▶ **Work to be completed**: Reproduce the stretch of records from the start through the line containing "219,129,229,149", requests included, adding 69 to every bounding-box coordinate in the answers. Leave the requests and their format samples unchanged.

▶ **Records to process**:
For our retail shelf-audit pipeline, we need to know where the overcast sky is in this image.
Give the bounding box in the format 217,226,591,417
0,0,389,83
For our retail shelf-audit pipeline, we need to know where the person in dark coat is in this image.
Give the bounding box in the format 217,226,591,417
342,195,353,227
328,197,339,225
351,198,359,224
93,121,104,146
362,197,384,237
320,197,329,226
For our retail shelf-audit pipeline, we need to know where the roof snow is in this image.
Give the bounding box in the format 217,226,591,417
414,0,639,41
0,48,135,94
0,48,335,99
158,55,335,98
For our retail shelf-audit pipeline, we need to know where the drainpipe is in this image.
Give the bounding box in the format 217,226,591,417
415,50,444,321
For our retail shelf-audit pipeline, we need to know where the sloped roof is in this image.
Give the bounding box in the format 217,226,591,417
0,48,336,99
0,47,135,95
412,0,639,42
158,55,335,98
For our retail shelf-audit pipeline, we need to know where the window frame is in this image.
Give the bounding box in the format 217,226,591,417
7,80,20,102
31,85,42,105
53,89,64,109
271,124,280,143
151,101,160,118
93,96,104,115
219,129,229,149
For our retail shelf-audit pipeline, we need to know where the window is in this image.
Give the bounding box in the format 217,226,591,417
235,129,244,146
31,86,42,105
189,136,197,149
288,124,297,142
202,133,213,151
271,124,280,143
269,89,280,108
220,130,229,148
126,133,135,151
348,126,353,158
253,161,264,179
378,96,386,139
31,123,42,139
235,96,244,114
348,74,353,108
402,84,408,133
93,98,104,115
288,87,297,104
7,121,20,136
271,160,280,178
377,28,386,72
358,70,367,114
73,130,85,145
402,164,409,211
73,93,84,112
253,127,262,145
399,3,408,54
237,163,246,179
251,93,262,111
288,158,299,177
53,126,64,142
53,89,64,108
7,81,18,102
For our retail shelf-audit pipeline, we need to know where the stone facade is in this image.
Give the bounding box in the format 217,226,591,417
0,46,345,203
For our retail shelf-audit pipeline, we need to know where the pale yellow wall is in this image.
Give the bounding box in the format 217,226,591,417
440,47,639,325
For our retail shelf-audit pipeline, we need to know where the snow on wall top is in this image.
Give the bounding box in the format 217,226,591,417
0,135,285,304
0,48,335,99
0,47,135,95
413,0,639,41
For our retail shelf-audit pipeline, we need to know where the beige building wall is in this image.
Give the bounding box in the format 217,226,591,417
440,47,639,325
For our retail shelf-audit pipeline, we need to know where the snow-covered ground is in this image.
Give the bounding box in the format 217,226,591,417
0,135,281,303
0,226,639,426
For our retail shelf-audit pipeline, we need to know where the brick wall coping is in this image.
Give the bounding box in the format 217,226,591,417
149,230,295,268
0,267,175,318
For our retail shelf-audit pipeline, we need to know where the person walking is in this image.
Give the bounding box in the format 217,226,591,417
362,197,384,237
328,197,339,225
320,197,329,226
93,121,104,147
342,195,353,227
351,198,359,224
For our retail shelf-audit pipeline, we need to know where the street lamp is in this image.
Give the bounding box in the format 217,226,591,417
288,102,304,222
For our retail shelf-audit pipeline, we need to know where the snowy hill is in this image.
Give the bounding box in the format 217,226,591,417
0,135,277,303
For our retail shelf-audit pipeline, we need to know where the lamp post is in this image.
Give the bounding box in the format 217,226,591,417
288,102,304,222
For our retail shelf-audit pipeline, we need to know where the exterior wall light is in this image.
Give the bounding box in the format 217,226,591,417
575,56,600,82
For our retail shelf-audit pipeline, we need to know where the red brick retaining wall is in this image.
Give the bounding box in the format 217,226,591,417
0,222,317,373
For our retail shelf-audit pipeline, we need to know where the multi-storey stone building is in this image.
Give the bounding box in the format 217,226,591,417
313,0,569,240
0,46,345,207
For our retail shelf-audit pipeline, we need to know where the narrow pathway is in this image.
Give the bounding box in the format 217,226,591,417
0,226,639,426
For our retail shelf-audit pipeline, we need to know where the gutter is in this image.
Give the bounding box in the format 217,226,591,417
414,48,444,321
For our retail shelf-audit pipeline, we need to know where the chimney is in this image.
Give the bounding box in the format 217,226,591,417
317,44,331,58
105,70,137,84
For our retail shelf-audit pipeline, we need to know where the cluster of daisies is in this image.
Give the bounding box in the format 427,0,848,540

▶ **Problem solution**:
For our retail shelf-audit pipeline, we need to know where the overcast sky is in this image.
Give the bounding box in the format 217,226,591,417
69,69,458,152
For our retail shelf-audit pipeline, we need to know where the person in dark coat is in this image.
Give the bounding box in the format 217,226,591,417
411,264,422,296
397,266,408,294
420,267,428,293
162,190,173,215
431,266,453,306
389,266,398,295
For our retail shelf-audit pipeline, we need to know where the roof snow is in this image.
Give the bounding box in the format 217,226,591,417
483,69,708,110
69,117,204,163
69,117,404,168
227,124,404,167
For our retail shelf-audit pipeline, we need to know where the drainpipe is in this image.
Give the bounding box in the format 217,226,591,417
484,119,513,390
For our retail shelf-audit pipeline, we need to know where the sloped roof is in this image.
Give the bounding box in the format 217,226,591,417
69,117,405,168
69,116,204,164
481,69,708,111
227,124,404,167
For our retail shelf-audit pipeline, we need to know where the window frame is in this image.
Give the bounding box in the format 217,226,591,417
76,149,89,171
100,154,111,174
122,158,133,178
340,193,349,212
220,170,229,187
162,165,173,184
288,198,298,218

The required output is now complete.